Content starts

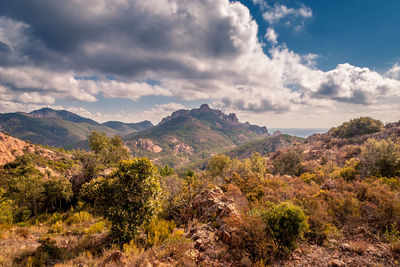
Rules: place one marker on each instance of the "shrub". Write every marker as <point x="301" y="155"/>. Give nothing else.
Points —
<point x="79" y="217"/>
<point x="287" y="223"/>
<point x="5" y="209"/>
<point x="358" y="126"/>
<point x="128" y="199"/>
<point x="380" y="158"/>
<point x="96" y="228"/>
<point x="350" y="170"/>
<point x="157" y="231"/>
<point x="289" y="161"/>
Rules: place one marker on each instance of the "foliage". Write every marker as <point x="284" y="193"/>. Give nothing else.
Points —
<point x="157" y="231"/>
<point x="358" y="126"/>
<point x="6" y="215"/>
<point x="289" y="161"/>
<point x="351" y="170"/>
<point x="218" y="164"/>
<point x="166" y="171"/>
<point x="381" y="158"/>
<point x="128" y="199"/>
<point x="287" y="223"/>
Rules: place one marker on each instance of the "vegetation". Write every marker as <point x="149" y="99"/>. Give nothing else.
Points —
<point x="129" y="198"/>
<point x="103" y="207"/>
<point x="359" y="126"/>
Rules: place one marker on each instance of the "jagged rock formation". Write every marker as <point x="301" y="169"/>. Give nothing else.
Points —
<point x="148" y="145"/>
<point x="204" y="109"/>
<point x="214" y="207"/>
<point x="11" y="148"/>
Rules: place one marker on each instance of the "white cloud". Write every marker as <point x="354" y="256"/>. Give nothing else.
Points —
<point x="271" y="36"/>
<point x="206" y="50"/>
<point x="394" y="72"/>
<point x="279" y="12"/>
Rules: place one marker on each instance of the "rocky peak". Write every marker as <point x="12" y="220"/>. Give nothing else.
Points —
<point x="204" y="108"/>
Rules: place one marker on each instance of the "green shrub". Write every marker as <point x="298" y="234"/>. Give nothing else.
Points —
<point x="287" y="223"/>
<point x="128" y="199"/>
<point x="350" y="170"/>
<point x="79" y="217"/>
<point x="289" y="161"/>
<point x="158" y="230"/>
<point x="358" y="126"/>
<point x="380" y="158"/>
<point x="6" y="215"/>
<point x="96" y="228"/>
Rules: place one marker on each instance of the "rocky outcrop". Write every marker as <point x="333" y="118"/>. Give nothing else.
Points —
<point x="230" y="119"/>
<point x="11" y="148"/>
<point x="211" y="208"/>
<point x="211" y="205"/>
<point x="148" y="145"/>
<point x="181" y="148"/>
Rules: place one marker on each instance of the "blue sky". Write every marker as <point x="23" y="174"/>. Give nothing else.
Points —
<point x="362" y="32"/>
<point x="308" y="63"/>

Content ends

- _Assigned task_: Each entry above should be reproduced exactly, with the pictures removed.

- _Expected answer_:
Rules: place one marker on each instance of the "shrub". Write every marker as <point x="301" y="155"/>. Give nothing else.
Points —
<point x="79" y="217"/>
<point x="287" y="223"/>
<point x="5" y="209"/>
<point x="358" y="126"/>
<point x="128" y="199"/>
<point x="380" y="158"/>
<point x="96" y="228"/>
<point x="350" y="170"/>
<point x="157" y="231"/>
<point x="289" y="161"/>
Rules: place one marker on each instance of the "foliage". Write every marker as <point x="284" y="193"/>. Give nothing else.
Points —
<point x="157" y="231"/>
<point x="358" y="126"/>
<point x="6" y="215"/>
<point x="289" y="161"/>
<point x="351" y="170"/>
<point x="218" y="164"/>
<point x="166" y="171"/>
<point x="381" y="158"/>
<point x="128" y="199"/>
<point x="287" y="223"/>
Rules: place one marker on each instance of the "vegetation". Write every marker as <point x="149" y="99"/>. Give nothing else.
Points —
<point x="129" y="198"/>
<point x="103" y="207"/>
<point x="359" y="126"/>
Rules: place one marker on each instance of the "jagged rock formation". Write every marker as <point x="301" y="169"/>. Give nothing else.
Points —
<point x="148" y="145"/>
<point x="204" y="109"/>
<point x="214" y="207"/>
<point x="11" y="148"/>
Rules: place one marker on each instance of the "white cloud". Write every marker as <point x="354" y="256"/>. Give nothing else.
Points —
<point x="271" y="36"/>
<point x="206" y="50"/>
<point x="394" y="72"/>
<point x="279" y="12"/>
Rules: place one marker on each instance of the "rocky peak". Write every marker as <point x="12" y="220"/>. Give nothing else.
Points —
<point x="204" y="108"/>
Rules: place one marker on each instance of the "green shrub". Write every marker as <point x="298" y="234"/>. Give nothing else.
Points —
<point x="287" y="223"/>
<point x="128" y="199"/>
<point x="350" y="170"/>
<point x="79" y="217"/>
<point x="289" y="161"/>
<point x="158" y="230"/>
<point x="358" y="126"/>
<point x="380" y="158"/>
<point x="6" y="215"/>
<point x="96" y="228"/>
Rules: place one marker on each instance of the "rocky outcrop". Write every marker as <point x="333" y="118"/>. Give nothing else.
Points —
<point x="230" y="119"/>
<point x="11" y="148"/>
<point x="211" y="208"/>
<point x="211" y="205"/>
<point x="148" y="145"/>
<point x="181" y="148"/>
Rules: place one marker on each instance of the "blue sky". Write every marker as <point x="23" y="174"/>. Give nothing else.
Points —
<point x="362" y="32"/>
<point x="308" y="63"/>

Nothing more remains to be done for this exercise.